● **WORK REQUEST A**: According to the article on Bow Valley College's forensic science course, how will students show their competency at the end of the course instead of taking a final written exam?
● **WORK REQUEST B**: From the article on Bow Valley College's forensic science course, output the passage between "In February 2020, Bow" and "scene he staged.", inclusive.

● **DOCUMENT EXTRACT**:

Former Police Officer Offers Real-Life Forensic Insights at Bow Valley College
Learn to analyze a staged crime scene with Bow Valley's Introduction to Forensic Science course.
In February 2020, Bow Valley College instructor Scott Mark launched a new course he designed for Justice Studies students called Introduction to Forensic Science.
Teaching practical skills using a virtual environment
When the COVID-19 pandemic struck, he had to quickly pivot to presenting the information in a remotely accessible way. After watching many YouTube videos on web development, he built his own website featuring a virtual crime scene that he created using 360-degree images of a scene he staged.
While adapting the practical skills component of the course to an online platform was challenging, Scott says it tied in perfectly to this master's degree research at the time. "I was getting close to the end of my master's degree when we went to online learning, so I made it into my capstone project to see if I could teach practical skills using a virtual environment," he says. "It worked really, really well. Even though the scene was virtual, students were able to get a sense as if they were actually doing it."
Goal of the Intro to Forensic Science course
Scott is back in the classroom teaching the elective course, which will culminate in students demonstrating their competency not through a final written exam, but by analyzing a staged crime scene.
"The goal of the course is to help the students appreciate what forensics is. There is such a mythology about forensics ever since the CSI TV shows came out," he says. "The majority of a forensic specialist's work is to apply the science we all learned in elementary, junior high, and high school in new ways. This aids in the detection, development, or analysis of evidence."

(Data items)
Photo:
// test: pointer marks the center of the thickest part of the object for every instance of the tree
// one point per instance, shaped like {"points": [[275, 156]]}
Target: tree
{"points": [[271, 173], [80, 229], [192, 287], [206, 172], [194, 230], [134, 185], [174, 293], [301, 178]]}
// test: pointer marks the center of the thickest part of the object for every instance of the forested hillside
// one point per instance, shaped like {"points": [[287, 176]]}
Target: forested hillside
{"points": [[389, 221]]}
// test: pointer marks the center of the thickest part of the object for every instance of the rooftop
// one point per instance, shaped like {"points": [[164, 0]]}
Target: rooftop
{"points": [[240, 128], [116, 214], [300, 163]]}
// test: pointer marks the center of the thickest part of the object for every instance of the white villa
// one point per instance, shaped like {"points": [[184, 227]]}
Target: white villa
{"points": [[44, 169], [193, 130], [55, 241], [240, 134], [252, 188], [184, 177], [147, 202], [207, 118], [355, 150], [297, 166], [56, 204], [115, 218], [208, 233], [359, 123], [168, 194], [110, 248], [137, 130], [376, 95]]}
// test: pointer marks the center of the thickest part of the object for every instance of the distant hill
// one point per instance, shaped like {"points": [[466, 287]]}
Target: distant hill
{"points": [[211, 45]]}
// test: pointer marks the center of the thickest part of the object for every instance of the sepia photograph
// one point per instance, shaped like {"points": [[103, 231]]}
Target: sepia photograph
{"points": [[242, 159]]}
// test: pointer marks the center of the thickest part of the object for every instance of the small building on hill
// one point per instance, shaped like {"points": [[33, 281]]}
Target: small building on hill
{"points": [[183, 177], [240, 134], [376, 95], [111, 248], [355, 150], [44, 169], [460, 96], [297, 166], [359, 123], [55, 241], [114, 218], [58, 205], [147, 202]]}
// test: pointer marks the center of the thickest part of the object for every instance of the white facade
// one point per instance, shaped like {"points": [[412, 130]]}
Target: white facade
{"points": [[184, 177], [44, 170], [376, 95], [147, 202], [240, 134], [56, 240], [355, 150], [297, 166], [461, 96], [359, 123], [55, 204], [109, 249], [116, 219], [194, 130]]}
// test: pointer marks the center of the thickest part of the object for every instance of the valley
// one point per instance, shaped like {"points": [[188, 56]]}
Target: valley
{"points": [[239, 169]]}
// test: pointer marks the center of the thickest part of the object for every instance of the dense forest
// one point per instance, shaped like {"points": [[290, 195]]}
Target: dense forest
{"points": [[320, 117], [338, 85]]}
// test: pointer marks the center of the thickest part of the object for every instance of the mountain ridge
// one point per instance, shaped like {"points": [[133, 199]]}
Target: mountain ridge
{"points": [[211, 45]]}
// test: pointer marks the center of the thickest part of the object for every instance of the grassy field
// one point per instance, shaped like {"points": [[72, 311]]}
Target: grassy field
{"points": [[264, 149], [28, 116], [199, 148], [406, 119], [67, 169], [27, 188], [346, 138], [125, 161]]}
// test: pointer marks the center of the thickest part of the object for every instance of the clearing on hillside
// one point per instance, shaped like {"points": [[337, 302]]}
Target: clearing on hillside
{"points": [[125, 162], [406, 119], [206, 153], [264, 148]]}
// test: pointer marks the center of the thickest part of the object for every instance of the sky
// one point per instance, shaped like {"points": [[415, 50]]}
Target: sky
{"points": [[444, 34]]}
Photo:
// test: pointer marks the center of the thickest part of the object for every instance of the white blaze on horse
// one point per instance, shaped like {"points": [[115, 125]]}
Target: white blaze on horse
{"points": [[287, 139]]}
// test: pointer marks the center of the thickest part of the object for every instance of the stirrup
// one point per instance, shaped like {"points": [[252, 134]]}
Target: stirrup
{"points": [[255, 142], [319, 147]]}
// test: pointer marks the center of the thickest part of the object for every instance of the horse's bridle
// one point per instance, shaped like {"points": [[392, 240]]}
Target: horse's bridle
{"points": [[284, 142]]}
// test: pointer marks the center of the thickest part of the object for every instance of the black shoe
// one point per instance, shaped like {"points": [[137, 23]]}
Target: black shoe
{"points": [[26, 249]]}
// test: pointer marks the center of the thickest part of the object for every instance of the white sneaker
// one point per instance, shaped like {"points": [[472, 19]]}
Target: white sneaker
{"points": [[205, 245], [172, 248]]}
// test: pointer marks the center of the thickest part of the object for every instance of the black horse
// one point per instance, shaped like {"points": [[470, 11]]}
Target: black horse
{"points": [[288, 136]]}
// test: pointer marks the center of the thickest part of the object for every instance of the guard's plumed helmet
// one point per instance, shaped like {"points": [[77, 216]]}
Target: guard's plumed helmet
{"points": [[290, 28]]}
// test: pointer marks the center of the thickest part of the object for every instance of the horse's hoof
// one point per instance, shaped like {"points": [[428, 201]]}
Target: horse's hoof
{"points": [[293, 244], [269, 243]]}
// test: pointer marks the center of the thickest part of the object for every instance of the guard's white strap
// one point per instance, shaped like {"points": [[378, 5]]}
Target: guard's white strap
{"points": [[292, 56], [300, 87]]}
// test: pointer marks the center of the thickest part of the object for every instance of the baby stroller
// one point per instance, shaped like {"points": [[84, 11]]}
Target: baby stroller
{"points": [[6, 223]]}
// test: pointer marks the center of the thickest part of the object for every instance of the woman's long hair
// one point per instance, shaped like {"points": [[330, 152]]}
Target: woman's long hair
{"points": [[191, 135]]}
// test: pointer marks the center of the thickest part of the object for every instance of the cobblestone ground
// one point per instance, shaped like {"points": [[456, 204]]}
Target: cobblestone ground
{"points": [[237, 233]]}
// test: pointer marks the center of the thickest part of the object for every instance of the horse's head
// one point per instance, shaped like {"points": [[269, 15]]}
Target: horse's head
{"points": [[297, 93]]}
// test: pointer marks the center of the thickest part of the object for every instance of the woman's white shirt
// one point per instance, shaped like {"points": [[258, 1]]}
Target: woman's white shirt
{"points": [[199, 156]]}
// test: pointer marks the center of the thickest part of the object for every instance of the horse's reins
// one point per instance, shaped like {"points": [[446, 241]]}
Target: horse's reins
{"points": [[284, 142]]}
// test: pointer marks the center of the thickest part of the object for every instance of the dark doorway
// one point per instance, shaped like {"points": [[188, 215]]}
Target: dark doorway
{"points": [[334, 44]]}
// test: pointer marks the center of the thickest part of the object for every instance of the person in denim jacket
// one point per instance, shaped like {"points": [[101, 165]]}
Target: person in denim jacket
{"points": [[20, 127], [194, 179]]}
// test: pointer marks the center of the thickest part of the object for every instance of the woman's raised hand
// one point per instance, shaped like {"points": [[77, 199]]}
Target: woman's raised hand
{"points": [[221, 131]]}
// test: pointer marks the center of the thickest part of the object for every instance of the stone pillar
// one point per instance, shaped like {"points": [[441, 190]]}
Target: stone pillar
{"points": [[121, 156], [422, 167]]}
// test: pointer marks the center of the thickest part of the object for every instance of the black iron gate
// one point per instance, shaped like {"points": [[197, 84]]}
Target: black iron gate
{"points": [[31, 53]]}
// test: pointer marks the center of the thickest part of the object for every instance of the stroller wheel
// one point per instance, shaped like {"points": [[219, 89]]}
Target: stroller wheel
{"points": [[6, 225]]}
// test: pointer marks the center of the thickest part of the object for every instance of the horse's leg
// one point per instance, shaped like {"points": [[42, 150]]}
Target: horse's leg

● **SOLUTION A**: By analyzing a staged crime scene.

● **SOLUTION B**:
In February 2020, Bow Valley College instructor Scott Mark launched a new course he designed for Justice Studies students called Introduction to Forensic Science.
Teaching practical skills using a virtual environment
When the COVID-19 pandemic struck, he had to quickly pivot to presenting the information in a remotely accessible way. After watching many YouTube videos on web development, he built his own website featuring a virtual crime scene that he created using 360-degree images of a scene he staged.